• [EXERCISE AIM]:
Please reproduce all entries word for word, leaving every image behind.

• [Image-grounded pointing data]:
%%

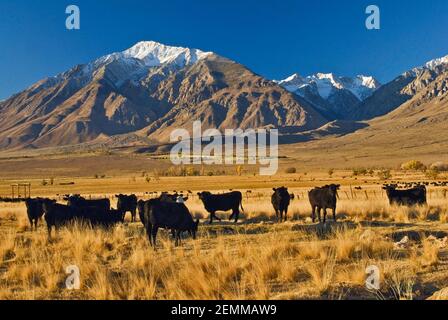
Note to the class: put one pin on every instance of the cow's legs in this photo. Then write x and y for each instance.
(178, 238)
(214, 216)
(154, 235)
(49, 232)
(148, 233)
(277, 215)
(236, 214)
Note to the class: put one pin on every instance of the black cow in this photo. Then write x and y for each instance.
(409, 197)
(58, 215)
(76, 201)
(280, 201)
(127, 204)
(322, 199)
(34, 211)
(141, 210)
(172, 197)
(100, 218)
(173, 216)
(222, 202)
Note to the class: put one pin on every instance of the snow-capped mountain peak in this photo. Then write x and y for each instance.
(133, 63)
(155, 54)
(436, 62)
(325, 84)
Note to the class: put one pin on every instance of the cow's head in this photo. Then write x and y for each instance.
(48, 204)
(195, 229)
(282, 191)
(204, 195)
(334, 188)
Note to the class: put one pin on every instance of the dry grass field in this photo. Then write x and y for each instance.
(256, 259)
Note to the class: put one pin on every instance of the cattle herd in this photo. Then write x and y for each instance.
(169, 211)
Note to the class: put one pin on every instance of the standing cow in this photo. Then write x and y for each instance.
(34, 211)
(172, 216)
(58, 215)
(222, 202)
(127, 204)
(322, 199)
(280, 201)
(410, 197)
(78, 202)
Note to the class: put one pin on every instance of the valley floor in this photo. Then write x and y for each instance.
(256, 259)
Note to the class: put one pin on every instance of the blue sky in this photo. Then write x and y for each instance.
(274, 38)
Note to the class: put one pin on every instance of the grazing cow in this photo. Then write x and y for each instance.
(322, 199)
(100, 218)
(58, 215)
(76, 201)
(280, 201)
(222, 202)
(127, 204)
(141, 210)
(179, 198)
(34, 211)
(409, 197)
(173, 216)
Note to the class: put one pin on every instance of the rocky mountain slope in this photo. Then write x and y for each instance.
(335, 97)
(146, 91)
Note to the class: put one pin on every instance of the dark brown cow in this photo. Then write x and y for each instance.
(322, 199)
(280, 201)
(222, 202)
(172, 216)
(409, 197)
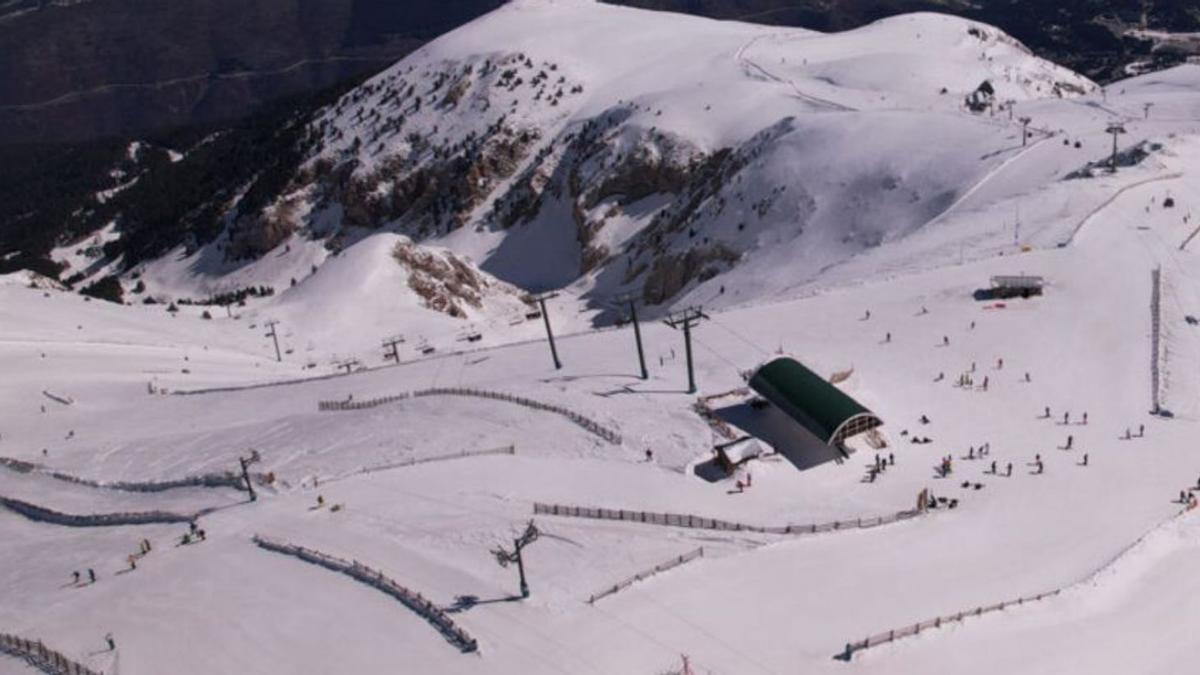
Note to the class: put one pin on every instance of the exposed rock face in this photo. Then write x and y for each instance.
(443, 281)
(672, 273)
(253, 236)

%%

• [EXERCISE OUTPUT]:
Note to the class: put one pin on every instance of the cow's legs in this photo. Then write x and y for each instance.
(178, 238)
(214, 216)
(154, 235)
(49, 232)
(148, 233)
(277, 215)
(236, 214)
Note to the class: put one pin on every instance of the black cow in this photo. Then write x and y for each instance.
(409, 197)
(58, 215)
(76, 201)
(280, 201)
(127, 204)
(322, 199)
(34, 211)
(141, 210)
(172, 197)
(100, 218)
(173, 216)
(222, 202)
Note to the class: put one pin on every instance of the snow-capped mountain peak in this photo. Then write x and y for each instance.
(133, 63)
(155, 54)
(436, 62)
(325, 84)
Note to the class: put one pin on every instance of the cow's head in this photo. Then write x and y for each instance.
(48, 204)
(195, 229)
(282, 191)
(204, 195)
(334, 188)
Note to the class: put one pin on every instance of the dry grass field in this photo. Then write x and y for each instance.
(256, 259)
Note to the class: put one pin on every instance of the cattle herd in this photo. Then write x and y for each instance.
(169, 211)
Note to the class: put one pin on every instance of the standing cow in this photo. Then write x and y for each instance.
(34, 211)
(172, 216)
(58, 215)
(222, 202)
(127, 204)
(322, 199)
(280, 201)
(410, 197)
(78, 202)
Note to the class: put one pin on every instance of the valley floor in this photo. Then write x and y for each instance.
(256, 259)
Note to the class: put one pin on every instance of the blue sky in this photo. Then write x and y for each instance.
(274, 38)
Note to the class: put one pin on every instance of the grazing cow in this photo. Then write x and y for each instance.
(322, 199)
(100, 218)
(58, 215)
(76, 201)
(280, 201)
(222, 202)
(127, 204)
(141, 210)
(179, 198)
(34, 211)
(409, 197)
(173, 216)
Note to the class: put one pin on every instance of the rocky mountain slope in this photo. Then write x and y for each instance.
(335, 97)
(146, 91)
Note to the class: put one pin on every instance of the dark brown cow in this photo. Then write x and y for each instance.
(322, 199)
(280, 201)
(222, 202)
(172, 216)
(409, 197)
Note to the class: put one pin on every instance of the exposed rock face in this photo. Then write x and y for each instance.
(443, 281)
(672, 273)
(253, 236)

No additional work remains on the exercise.